- [Instruções e requisitos] Transcreva na íntegra, palavra por palavra, o trecho abaixo sobre a operação policial contra a quadrilha que levou brasileiras para a Espanha.

:: Trecho fornecido

Só que depois os bandidos diziam que a dívida tinha aumentando em 300%. "E a
dívida passa para quatro mil euros”, conta Fernando. Dá quase 12 mil reais.
A
quadrilha conseguiu levar quatro brasileiras de Salvador. Depois da denúncia
feita pela telespectadora de Salve Jorge, mãe de uma delas, as polícias do
Brasil e da Espanha montaram a operação pra encontrar as garotas e prender os bandidos.
E o correspondente André Luiz Azevedo acompanhou a operação na cidade de
Salamanca, na Espanha. Os agentes forçam a porta, mas ninguém aparece. Eles
tentam arrombar a porta. Aparece uma das mulheres, mas elas dizem que não têm
chave. Elas ficam trancadas. Realmente isso configura um cárcere, configura que
elas ficam totalmente em cativeiro. Finalmente, os policiais conseguem abrir a porta.

::::
:: Dados

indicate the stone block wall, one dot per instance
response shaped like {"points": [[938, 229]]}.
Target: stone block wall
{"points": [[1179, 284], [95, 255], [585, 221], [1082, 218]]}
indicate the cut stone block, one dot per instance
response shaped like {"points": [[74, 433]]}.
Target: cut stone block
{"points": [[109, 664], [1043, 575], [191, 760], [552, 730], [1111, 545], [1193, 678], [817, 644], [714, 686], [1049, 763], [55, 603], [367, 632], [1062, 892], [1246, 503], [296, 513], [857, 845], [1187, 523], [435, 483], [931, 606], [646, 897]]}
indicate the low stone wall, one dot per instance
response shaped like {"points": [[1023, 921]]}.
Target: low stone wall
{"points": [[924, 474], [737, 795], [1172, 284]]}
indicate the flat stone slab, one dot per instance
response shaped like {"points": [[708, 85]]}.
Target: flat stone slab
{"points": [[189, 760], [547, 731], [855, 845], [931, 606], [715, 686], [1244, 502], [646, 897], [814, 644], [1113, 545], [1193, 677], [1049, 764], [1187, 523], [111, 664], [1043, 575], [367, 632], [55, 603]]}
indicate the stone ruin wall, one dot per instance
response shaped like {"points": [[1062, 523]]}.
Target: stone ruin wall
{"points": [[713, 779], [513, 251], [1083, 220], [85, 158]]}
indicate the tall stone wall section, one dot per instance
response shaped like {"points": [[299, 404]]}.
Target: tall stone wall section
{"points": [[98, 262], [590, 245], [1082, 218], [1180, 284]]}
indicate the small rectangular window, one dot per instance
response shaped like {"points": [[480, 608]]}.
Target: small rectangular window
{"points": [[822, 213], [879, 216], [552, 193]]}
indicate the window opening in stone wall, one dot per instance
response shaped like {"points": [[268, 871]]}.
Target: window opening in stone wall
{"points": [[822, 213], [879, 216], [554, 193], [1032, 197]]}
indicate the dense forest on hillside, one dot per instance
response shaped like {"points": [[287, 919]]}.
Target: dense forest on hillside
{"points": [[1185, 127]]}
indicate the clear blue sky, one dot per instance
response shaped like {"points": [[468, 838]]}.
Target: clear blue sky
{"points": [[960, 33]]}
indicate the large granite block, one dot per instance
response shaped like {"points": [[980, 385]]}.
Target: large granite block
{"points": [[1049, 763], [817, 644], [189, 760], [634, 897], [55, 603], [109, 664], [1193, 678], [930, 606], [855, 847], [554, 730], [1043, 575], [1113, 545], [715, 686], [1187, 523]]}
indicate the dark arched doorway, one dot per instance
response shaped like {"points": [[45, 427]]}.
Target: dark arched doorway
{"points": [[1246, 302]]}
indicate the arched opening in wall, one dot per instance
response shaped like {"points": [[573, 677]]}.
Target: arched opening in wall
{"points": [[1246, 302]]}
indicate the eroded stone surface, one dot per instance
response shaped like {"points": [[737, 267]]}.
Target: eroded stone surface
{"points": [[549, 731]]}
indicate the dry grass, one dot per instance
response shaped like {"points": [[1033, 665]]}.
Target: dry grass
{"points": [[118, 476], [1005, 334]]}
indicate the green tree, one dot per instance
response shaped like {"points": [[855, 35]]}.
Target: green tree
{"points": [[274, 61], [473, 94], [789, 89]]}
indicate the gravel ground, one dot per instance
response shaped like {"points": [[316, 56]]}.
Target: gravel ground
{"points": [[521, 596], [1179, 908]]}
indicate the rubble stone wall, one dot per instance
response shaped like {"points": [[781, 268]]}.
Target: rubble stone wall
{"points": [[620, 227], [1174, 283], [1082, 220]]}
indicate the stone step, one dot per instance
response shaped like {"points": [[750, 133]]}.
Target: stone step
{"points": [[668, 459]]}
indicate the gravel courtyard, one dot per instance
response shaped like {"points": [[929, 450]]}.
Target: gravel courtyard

::::

- [Resposta ao exercício]
Só que depois os bandidos diziam que a dívida tinha aumentando em 300%. "E a
dívida passa para quatro mil euros”, conta Fernando. Dá quase 12 mil reais.
A
quadrilha conseguiu levar quatro brasileiras de Salvador. Depois da denúncia
feita pela telespectadora de Salve Jorge, mãe de uma delas, as polícias do
Brasil e da Espanha montaram a operação pra encontrar as garotas e prender os bandidos.
E o correspondente André Luiz Azevedo acompanhou a operação na cidade de
Salamanca, na Espanha. Os agentes forçam a porta, mas ninguém aparece. Eles
tentam arrombar a porta. Aparece uma das mulheres, mas elas dizem que não têm
chave. Elas ficam trancadas. Realmente isso configura um cárcere, configura que
elas ficam totalmente em cativeiro. Finalmente, os policiais conseguem abrir a porta.